**Task requirements**
1. From the functions flashcards below, extract verbatim the part that opens with the words containing "When any vertical" and closes with "graph exactly once.".
2. According to the functions flashcards below, when are two functions equal to each other?

>> Start Selected passage

TOPIC 5: FUNCTIONS Flashcards
Set Notation VS Interval Notation
Set Notation: {x ∈ ℝ: 3<x≤8}
Interval Notation: (3,8]
*Interval Notation only applies for real numbers
Express y = 2x - 1 in different forms
f(x) = 2x - 1
f: x ↦ 2x - 1
Express x = sint in different forms
f(t) = sint
f: t ↦ sint
When does an equation represent a function?
When any vertical line intersects the graph EXACTLY ONCE (through vertical line test)
Vertical Line Test phrasing
For any vertical line, x=k, where k∈ℝ, the line intersects the graph exactly once.
Which is the input variable, rule and domain?
f(x) = 2x² + 1, x∈ℝ, x>0, x≠2
Input variable: x
Rule: 2x² + 1
Domain: (0,∞) \ {2}
What is range?
The set of output values
When are two functions equal to each other?
Same rule AND domain
How to know if an inverse function exists?
If the function is a one-to-one function
One-to-one function test phrasing
For any horizontal line, y=k, where k∈ℝ, the line intersects the graph exactly once only. So, f is one-to-one.
Domain and range of inverse function, f⁻¹
Df-1 = Rf
Rf-1 = Df
Steps to find f inverse
- Make x the subject
- Change y to x to get the rule
- Find the range of f to get the domain of f inverse
Features of graph of inverse function
- f and f inverse are reflections of each other at y=x
- Points (a,b) corresponds to points (b,a)
To take note of when drawing inverse function graph
- Equal scale for both x-axis and y-axis
- Line y=x added as a dotted line, at angle of 45°
- If f graph pointing away from y=x, inverse f must be the same as well
When does composite function fg exist?
If R(g) ⊆ D(f)

>> End Selected passage
>> Start Data records

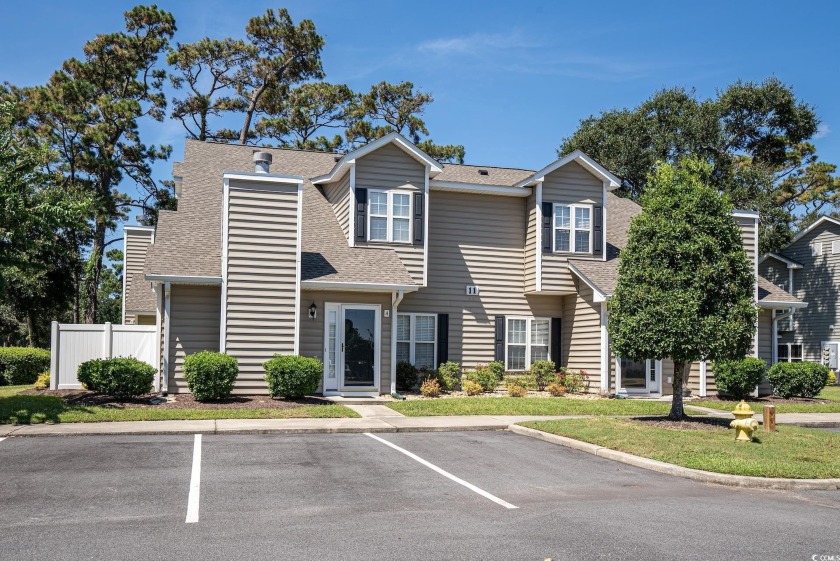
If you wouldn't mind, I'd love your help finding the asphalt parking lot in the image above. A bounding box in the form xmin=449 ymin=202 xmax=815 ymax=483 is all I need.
xmin=0 ymin=432 xmax=840 ymax=561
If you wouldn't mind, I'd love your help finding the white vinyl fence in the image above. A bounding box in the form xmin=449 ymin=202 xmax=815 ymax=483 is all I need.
xmin=50 ymin=321 xmax=159 ymax=390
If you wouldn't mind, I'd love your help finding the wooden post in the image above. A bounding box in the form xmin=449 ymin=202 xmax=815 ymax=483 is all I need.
xmin=764 ymin=405 xmax=776 ymax=432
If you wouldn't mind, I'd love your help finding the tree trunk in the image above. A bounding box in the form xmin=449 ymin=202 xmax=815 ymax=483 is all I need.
xmin=85 ymin=218 xmax=107 ymax=323
xmin=239 ymin=83 xmax=266 ymax=145
xmin=668 ymin=361 xmax=686 ymax=421
xmin=26 ymin=308 xmax=35 ymax=347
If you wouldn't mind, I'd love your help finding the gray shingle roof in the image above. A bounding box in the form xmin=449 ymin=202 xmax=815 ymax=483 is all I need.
xmin=125 ymin=273 xmax=157 ymax=312
xmin=144 ymin=140 xmax=414 ymax=284
xmin=434 ymin=164 xmax=534 ymax=186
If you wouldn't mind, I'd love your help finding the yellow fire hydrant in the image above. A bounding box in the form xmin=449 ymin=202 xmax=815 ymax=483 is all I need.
xmin=729 ymin=399 xmax=758 ymax=442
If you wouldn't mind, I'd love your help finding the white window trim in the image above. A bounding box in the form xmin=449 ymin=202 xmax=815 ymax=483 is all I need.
xmin=776 ymin=343 xmax=805 ymax=363
xmin=394 ymin=312 xmax=438 ymax=369
xmin=366 ymin=189 xmax=414 ymax=245
xmin=551 ymin=203 xmax=595 ymax=255
xmin=505 ymin=316 xmax=554 ymax=372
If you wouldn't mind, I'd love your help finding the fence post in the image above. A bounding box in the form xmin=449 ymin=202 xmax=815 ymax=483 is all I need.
xmin=50 ymin=321 xmax=59 ymax=390
xmin=102 ymin=321 xmax=113 ymax=358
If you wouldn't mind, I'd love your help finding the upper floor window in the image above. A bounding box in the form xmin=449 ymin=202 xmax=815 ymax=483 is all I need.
xmin=368 ymin=190 xmax=411 ymax=243
xmin=554 ymin=204 xmax=592 ymax=253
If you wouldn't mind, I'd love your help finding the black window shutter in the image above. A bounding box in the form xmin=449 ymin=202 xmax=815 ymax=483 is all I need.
xmin=414 ymin=193 xmax=424 ymax=244
xmin=551 ymin=318 xmax=563 ymax=370
xmin=542 ymin=203 xmax=554 ymax=253
xmin=356 ymin=187 xmax=367 ymax=241
xmin=493 ymin=316 xmax=505 ymax=362
xmin=437 ymin=314 xmax=449 ymax=365
xmin=592 ymin=206 xmax=604 ymax=255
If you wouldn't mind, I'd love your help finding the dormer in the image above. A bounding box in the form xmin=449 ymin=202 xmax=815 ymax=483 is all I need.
xmin=516 ymin=150 xmax=621 ymax=294
xmin=312 ymin=133 xmax=443 ymax=284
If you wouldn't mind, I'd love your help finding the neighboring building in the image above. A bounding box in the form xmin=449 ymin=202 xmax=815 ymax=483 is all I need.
xmin=759 ymin=216 xmax=840 ymax=369
xmin=125 ymin=134 xmax=803 ymax=395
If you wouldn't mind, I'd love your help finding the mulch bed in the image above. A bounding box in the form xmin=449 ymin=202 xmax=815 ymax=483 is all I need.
xmin=687 ymin=395 xmax=837 ymax=406
xmin=21 ymin=390 xmax=331 ymax=409
xmin=633 ymin=417 xmax=732 ymax=430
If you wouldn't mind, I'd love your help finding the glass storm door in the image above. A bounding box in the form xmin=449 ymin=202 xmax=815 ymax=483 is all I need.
xmin=324 ymin=303 xmax=380 ymax=392
xmin=342 ymin=306 xmax=378 ymax=387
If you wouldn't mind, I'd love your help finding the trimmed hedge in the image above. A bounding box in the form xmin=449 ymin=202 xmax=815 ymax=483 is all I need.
xmin=712 ymin=357 xmax=767 ymax=399
xmin=76 ymin=357 xmax=157 ymax=399
xmin=0 ymin=347 xmax=50 ymax=386
xmin=767 ymin=362 xmax=828 ymax=398
xmin=263 ymin=355 xmax=324 ymax=399
xmin=184 ymin=351 xmax=239 ymax=401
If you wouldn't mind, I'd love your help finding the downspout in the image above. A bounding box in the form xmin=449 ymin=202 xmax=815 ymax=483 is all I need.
xmin=770 ymin=308 xmax=793 ymax=366
xmin=391 ymin=290 xmax=405 ymax=393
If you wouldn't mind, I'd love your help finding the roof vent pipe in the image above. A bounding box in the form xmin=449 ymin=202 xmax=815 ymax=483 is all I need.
xmin=254 ymin=152 xmax=271 ymax=173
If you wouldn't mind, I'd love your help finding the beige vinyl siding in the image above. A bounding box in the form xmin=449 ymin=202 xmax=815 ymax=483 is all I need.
xmin=776 ymin=222 xmax=840 ymax=362
xmin=123 ymin=229 xmax=153 ymax=325
xmin=561 ymin=283 xmax=601 ymax=392
xmin=324 ymin=173 xmax=350 ymax=240
xmin=225 ymin=180 xmax=300 ymax=392
xmin=537 ymin=162 xmax=609 ymax=294
xmin=525 ymin=189 xmax=542 ymax=292
xmin=355 ymin=144 xmax=424 ymax=284
xmin=168 ymin=284 xmax=222 ymax=393
xmin=735 ymin=216 xmax=758 ymax=270
xmin=399 ymin=191 xmax=566 ymax=368
xmin=299 ymin=290 xmax=391 ymax=393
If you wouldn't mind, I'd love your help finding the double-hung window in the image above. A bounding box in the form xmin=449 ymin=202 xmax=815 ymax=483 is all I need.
xmin=368 ymin=190 xmax=411 ymax=243
xmin=397 ymin=314 xmax=437 ymax=368
xmin=776 ymin=343 xmax=802 ymax=362
xmin=505 ymin=317 xmax=551 ymax=370
xmin=554 ymin=203 xmax=592 ymax=253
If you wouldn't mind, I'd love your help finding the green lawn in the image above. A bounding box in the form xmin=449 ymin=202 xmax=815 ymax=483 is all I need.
xmin=387 ymin=397 xmax=694 ymax=417
xmin=686 ymin=386 xmax=840 ymax=413
xmin=0 ymin=386 xmax=359 ymax=424
xmin=522 ymin=417 xmax=840 ymax=479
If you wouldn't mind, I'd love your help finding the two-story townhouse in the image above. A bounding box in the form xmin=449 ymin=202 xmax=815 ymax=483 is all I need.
xmin=759 ymin=216 xmax=840 ymax=369
xmin=125 ymin=134 xmax=801 ymax=395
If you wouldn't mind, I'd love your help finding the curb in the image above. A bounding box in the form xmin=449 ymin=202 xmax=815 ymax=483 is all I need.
xmin=508 ymin=425 xmax=840 ymax=491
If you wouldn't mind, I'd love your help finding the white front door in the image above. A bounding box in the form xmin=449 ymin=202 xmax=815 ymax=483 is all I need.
xmin=324 ymin=303 xmax=381 ymax=395
xmin=615 ymin=356 xmax=662 ymax=395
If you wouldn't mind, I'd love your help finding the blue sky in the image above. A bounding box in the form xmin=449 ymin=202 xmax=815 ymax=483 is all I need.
xmin=0 ymin=0 xmax=840 ymax=232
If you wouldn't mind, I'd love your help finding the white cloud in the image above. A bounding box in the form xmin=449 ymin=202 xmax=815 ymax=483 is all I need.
xmin=814 ymin=123 xmax=831 ymax=138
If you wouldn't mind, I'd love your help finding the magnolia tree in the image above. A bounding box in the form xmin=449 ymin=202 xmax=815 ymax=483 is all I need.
xmin=609 ymin=158 xmax=757 ymax=419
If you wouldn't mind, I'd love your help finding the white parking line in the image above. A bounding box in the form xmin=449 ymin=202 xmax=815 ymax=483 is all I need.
xmin=185 ymin=434 xmax=201 ymax=524
xmin=365 ymin=432 xmax=519 ymax=508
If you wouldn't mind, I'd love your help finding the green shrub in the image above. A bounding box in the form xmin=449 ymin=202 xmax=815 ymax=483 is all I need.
xmin=767 ymin=362 xmax=828 ymax=398
xmin=77 ymin=357 xmax=157 ymax=399
xmin=545 ymin=382 xmax=566 ymax=397
xmin=437 ymin=361 xmax=461 ymax=392
xmin=397 ymin=360 xmax=418 ymax=392
xmin=487 ymin=360 xmax=505 ymax=382
xmin=461 ymin=377 xmax=484 ymax=395
xmin=713 ymin=356 xmax=767 ymax=399
xmin=557 ymin=368 xmax=589 ymax=393
xmin=420 ymin=378 xmax=440 ymax=397
xmin=461 ymin=364 xmax=499 ymax=392
xmin=263 ymin=355 xmax=324 ymax=399
xmin=0 ymin=347 xmax=50 ymax=386
xmin=505 ymin=380 xmax=528 ymax=397
xmin=531 ymin=360 xmax=557 ymax=391
xmin=184 ymin=351 xmax=239 ymax=401
xmin=35 ymin=370 xmax=50 ymax=390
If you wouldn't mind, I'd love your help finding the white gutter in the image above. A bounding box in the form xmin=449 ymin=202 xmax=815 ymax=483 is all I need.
xmin=391 ymin=290 xmax=405 ymax=393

>> End Data records

**The replies**
1.
When any vertical line intersects the graph EXACTLY ONCE (through vertical line test)
Vertical Line Test phrasing
For any vertical line, x=k, where k∈ℝ, the line intersects the graph exactly once.

2. When they have the same rule and the same domain.